----- EXCERPTED PASSAGE
Hard-hitting editorial on hazing in Greek life

Here is the link

Excerpt:

If ever a lawsuit was justified, it is the one filed by the family of Nolan M. Burch, killed by alcohol given him in routinely reckless fraternity hazing.

Burch, just 18, apparently guzzled a bottle of liquor, was laid on a table and later turned blue. Efforts to revive him failed. Two days later, the Amherst teen was pronounced dead. He was a student at West Virginia University and, like many young men, came under the sway of senior members of a fraternity he wanted to join, Kappa Sigma. They told him to drink, according to the family’s lawsuit, and he did.

It was foolish, no doubt, but foolish in the way to which 18-year-olds are especially prone. Voter laws and military regulations may presume 18-year-olds to be adults, but by the time those teenagers reach 30, they know better.

Nolan Burch won’t have that opportunity, because 11 months ago, some people took advantage of his immaturity. Others who know better did too little to ward off an obvious threat.

Those, at least, are the complaints of Burch’s family, and they are eminently plausible. The targets of their lawsuit include West Virginia University, Kappa Sigma fraternity and fraternity members. The overarching complaint is negligence.

Fraternity hazing has been, and remains, a toxic stain on American university life, and it spreads across cultures and regions. Some fraternities have been noted for brutal hazing rituals, including one that occurred in Syracuse where a pledge faced, but ultimately avoided, amputation of his frostbitten fingers. In Alabama, Jacksonville State University’s chapter of Sigma Phi Epsilon had its charter revoked over hazing allegations.
----------
----- STORED DATA
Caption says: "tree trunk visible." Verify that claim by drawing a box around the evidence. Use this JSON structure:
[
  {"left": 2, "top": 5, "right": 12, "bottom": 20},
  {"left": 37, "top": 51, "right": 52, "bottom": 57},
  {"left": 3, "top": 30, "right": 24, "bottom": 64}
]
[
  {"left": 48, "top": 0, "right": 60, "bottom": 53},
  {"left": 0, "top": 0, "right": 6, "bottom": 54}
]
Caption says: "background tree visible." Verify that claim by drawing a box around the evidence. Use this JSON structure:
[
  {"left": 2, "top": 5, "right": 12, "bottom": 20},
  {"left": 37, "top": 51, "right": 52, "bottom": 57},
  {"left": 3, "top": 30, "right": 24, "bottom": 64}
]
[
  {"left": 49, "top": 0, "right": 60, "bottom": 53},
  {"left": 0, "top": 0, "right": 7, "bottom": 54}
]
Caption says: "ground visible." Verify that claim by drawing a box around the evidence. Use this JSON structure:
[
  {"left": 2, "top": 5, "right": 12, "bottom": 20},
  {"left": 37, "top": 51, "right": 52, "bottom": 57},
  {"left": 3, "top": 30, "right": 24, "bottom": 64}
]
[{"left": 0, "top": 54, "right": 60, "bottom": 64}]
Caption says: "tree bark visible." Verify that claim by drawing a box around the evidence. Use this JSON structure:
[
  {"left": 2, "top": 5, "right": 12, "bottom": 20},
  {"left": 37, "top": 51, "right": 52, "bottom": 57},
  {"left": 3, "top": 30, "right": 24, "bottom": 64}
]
----------
**ASSIGNED TASK A**
Copy word for word the part of the editorial on fraternity hazing that opens with the words containing "Those, at least, are" and closes with "over hazing allegations.".
**ASSIGNED TASK B**
Resume the editorial on fraternity hazing from the point where it stops.

**FINAL ANSWER A**
Those, at least, are the complaints of Burch’s family, and they are eminently plausible. The targets of their lawsuit include West Virginia University, Kappa Sigma fraternity and fraternity members. The overarching complaint is negligence.

Fraternity hazing has been, and remains, a toxic stain on American university life, and it spreads across cultures and regions. Some fraternities have been noted for brutal hazing rituals, including one that occurred in Syracuse where a pledge faced, but ultimately avoided, amputation of his frostbitten fingers. In Alabama, Jacksonville State University’s chapter of Sigma Phi Epsilon had its charter revoked over hazing allegations.

**FINAL ANSWER B**
It’s a pestilence. The tradition of vicious hazing tests accomplishes nothing useful. It feeds older students’ need to dominate – and to impose the same cruelties they endured – while taking easy advantage of the desperation of younger students who want to be accepted. Fitting in is more than merely important at that age, and the adults who administer the nation’s universities must know that. Too often, though, they do too little to account for it. And young men’s safety is put at risk. Some die.

The issue of responsibility has yet to be determined in this case, and other details may yet emerge. Regardless of the ultimate verdict, though, universities and fraternities across the country should see this lawsuit for what it is: not just a shot across the bow, but a cannon aimed at the ship.

Changing any institutional culture is a daunting task, but that’s the need, and it was recognized after Burch’s death by none other than West Virginia University President E. Gordon Gee. “It is a culture that needs to be changed at nearly every institution of higher education across this country,” he wrote.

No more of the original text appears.